▶ TASKS AND EXERCISES
a: Translate this sentence from the blog post on joining or building an online community into Spanish: "If there’s already a passionate and active community base, it makes sense to engage them on their own terms, where they feel the most comfortable."
b: Transcribe the passage of the blog post on joining or building an online community between "1. Joining the" and "for a community.", inclusive.

▶ EXTRACT TO READ
::::::

This could also be called BMBY: The Billionaire’s edition after Fred Wilson (billionaire #1) got me thinking about a few things.
I’ve been reading about Viacom suing Google/YouTube. Essentially, they want $1bn for copyright infringement. As Fred says, its clearly a negotiating tactic, designed to give Viacom extra leverage as it tries to do a deal with the Internet behemoth.
Mark Cuban (billionaire #2), an outspoken critic of YouTube and of Google’s (billionaires #3 and #4) acquisition of the Web2.0 phenom, has this say about why no-one should be doing deals with YouTube:
I have a secret for you. ITS EASY FOR END USERS TO UPLOAD video to Youtube and Google VIdeo. ITS EASIER FOR THE CONTENT OWNER to do the same thing.
To me, this raises an interesting question:
Should you join a community or start your own?
As someone advising clients on how to market using the Web and social media, it’s the ultimate existential question.
1. Joining the Community
If there’s already a passionate and active community base, it makes sense to engage them on their own terms, where they feel the most comfortable. But…
2. Grow your own
By enabling a commuity to grow around your purpose built widget, site, blog or whatever, you enable a far deeper engagement with your brand than if you just sponsored a podcast, left comments on a blog or bought ads in a Web site. The downside to this is, clearly, not all brands are ready for a community.

::::::

▶ SUPPLIED RECORDS
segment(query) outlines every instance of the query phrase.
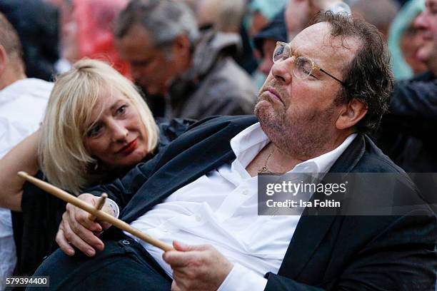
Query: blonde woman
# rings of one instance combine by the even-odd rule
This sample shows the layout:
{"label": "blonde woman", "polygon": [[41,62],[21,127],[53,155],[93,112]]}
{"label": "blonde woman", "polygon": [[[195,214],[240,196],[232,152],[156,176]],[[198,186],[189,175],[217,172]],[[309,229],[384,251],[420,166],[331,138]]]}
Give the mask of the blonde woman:
{"label": "blonde woman", "polygon": [[[24,184],[17,171],[36,175],[41,169],[50,183],[78,194],[148,160],[159,140],[164,146],[191,123],[161,124],[159,136],[150,110],[129,80],[101,61],[79,61],[57,78],[41,128],[0,160],[0,205],[23,210],[24,228],[19,236],[29,243],[27,230],[44,240],[41,256],[47,245],[51,247],[65,205],[36,194],[42,191]],[[41,235],[43,229],[46,233]]]}

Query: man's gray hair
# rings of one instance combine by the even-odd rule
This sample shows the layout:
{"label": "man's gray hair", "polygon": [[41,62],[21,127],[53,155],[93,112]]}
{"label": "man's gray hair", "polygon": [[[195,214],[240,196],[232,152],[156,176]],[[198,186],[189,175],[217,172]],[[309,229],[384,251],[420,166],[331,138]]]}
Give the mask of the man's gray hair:
{"label": "man's gray hair", "polygon": [[180,0],[132,0],[120,13],[116,24],[116,39],[124,37],[135,25],[143,26],[151,36],[151,46],[171,42],[186,35],[193,46],[199,28],[190,8]]}

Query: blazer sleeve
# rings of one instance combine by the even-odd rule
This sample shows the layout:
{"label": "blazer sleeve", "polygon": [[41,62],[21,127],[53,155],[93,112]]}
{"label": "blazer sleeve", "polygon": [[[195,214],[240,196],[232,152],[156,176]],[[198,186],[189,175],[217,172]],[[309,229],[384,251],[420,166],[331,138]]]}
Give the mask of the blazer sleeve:
{"label": "blazer sleeve", "polygon": [[[409,213],[393,219],[342,264],[343,267],[336,277],[310,286],[299,282],[298,278],[295,280],[268,273],[265,290],[434,290],[437,221],[431,212],[425,214]],[[353,230],[351,233],[353,235]]]}

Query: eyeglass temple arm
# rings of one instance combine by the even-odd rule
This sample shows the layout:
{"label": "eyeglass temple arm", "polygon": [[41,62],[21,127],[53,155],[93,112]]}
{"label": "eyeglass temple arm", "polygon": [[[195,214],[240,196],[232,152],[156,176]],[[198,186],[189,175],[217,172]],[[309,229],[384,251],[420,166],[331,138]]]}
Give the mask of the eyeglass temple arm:
{"label": "eyeglass temple arm", "polygon": [[322,73],[326,73],[326,75],[329,76],[330,76],[331,78],[332,78],[333,79],[334,79],[334,80],[336,80],[336,81],[337,81],[340,82],[340,83],[341,83],[341,85],[343,85],[343,86],[346,86],[346,83],[344,83],[343,81],[341,81],[341,80],[338,79],[337,78],[334,77],[333,76],[332,76],[331,74],[330,74],[329,73],[328,73],[327,71],[326,71],[325,70],[323,70],[323,68],[319,68],[319,70],[320,70],[320,71],[321,71]]}

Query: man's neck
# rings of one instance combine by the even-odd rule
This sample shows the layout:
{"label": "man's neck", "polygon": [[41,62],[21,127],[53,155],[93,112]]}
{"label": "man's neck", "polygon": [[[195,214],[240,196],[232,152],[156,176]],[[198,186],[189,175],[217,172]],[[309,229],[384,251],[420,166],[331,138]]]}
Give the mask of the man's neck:
{"label": "man's neck", "polygon": [[311,155],[302,155],[299,149],[293,153],[285,150],[276,146],[274,142],[264,147],[255,158],[249,163],[246,170],[251,176],[256,176],[260,170],[266,167],[271,173],[286,173],[291,170],[298,164],[309,159],[318,157],[337,148],[349,136],[353,131],[347,131],[339,133],[336,138],[326,144],[323,148],[313,151]]}

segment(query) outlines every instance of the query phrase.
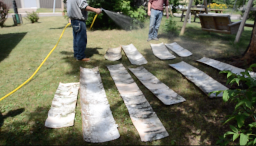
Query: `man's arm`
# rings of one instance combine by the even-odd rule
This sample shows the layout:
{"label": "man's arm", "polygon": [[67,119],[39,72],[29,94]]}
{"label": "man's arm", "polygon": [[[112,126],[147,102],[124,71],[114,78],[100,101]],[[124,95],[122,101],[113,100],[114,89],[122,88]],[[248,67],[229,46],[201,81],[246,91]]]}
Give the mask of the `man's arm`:
{"label": "man's arm", "polygon": [[168,6],[166,6],[166,18],[169,18],[169,9],[168,9]]}
{"label": "man's arm", "polygon": [[85,10],[87,11],[93,11],[93,12],[94,12],[97,13],[97,14],[100,14],[102,12],[102,11],[100,10],[100,9],[92,7],[89,6],[88,6],[86,7],[85,7]]}

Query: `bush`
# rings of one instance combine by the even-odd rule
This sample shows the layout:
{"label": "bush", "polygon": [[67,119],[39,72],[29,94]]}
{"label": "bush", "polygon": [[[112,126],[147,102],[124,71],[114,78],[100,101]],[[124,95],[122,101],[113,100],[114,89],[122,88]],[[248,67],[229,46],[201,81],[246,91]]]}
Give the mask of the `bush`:
{"label": "bush", "polygon": [[6,16],[8,14],[9,8],[2,1],[0,1],[0,26],[3,27],[3,23],[7,19]]}
{"label": "bush", "polygon": [[173,20],[172,17],[170,17],[166,20],[163,30],[168,32],[172,32],[175,35],[177,34],[178,32],[176,22]]}
{"label": "bush", "polygon": [[[241,72],[242,75],[233,74],[229,71],[220,72],[227,73],[227,83],[240,85],[241,88],[223,91],[224,101],[236,104],[232,115],[228,116],[229,118],[224,124],[234,120],[237,124],[235,126],[230,125],[232,131],[228,131],[224,134],[222,141],[225,141],[224,138],[226,136],[233,135],[232,140],[234,141],[239,137],[241,146],[256,143],[256,78],[251,77],[248,72],[252,71],[253,67],[256,67],[256,64],[252,65],[244,72]],[[219,143],[218,144],[223,145],[224,143]]]}
{"label": "bush", "polygon": [[34,23],[35,22],[38,22],[38,20],[39,19],[39,17],[38,13],[33,11],[32,13],[29,13],[27,11],[26,12],[27,14],[26,19],[31,21],[32,23]]}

::::::

▶ EXPECTED RESULTS
a: Si ya existe una base comunitaria apasionada y activa, tiene sentido relacionarse con sus miembros en sus propios términos, donde se sienten más cómodos.

b:
1. Joining the Community
If there’s already a passionate and active community base, it makes sense to engage them on their own terms, where they feel the most comfortable. But…
2. Grow your own
By enabling a commuity to grow around your purpose built widget, site, blog or whatever, you enable a far deeper engagement with your brand than if you just sponsored a podcast, left comments on a blog or bought ads in a Web site. The downside to this is, clearly, not all brands are ready for a community.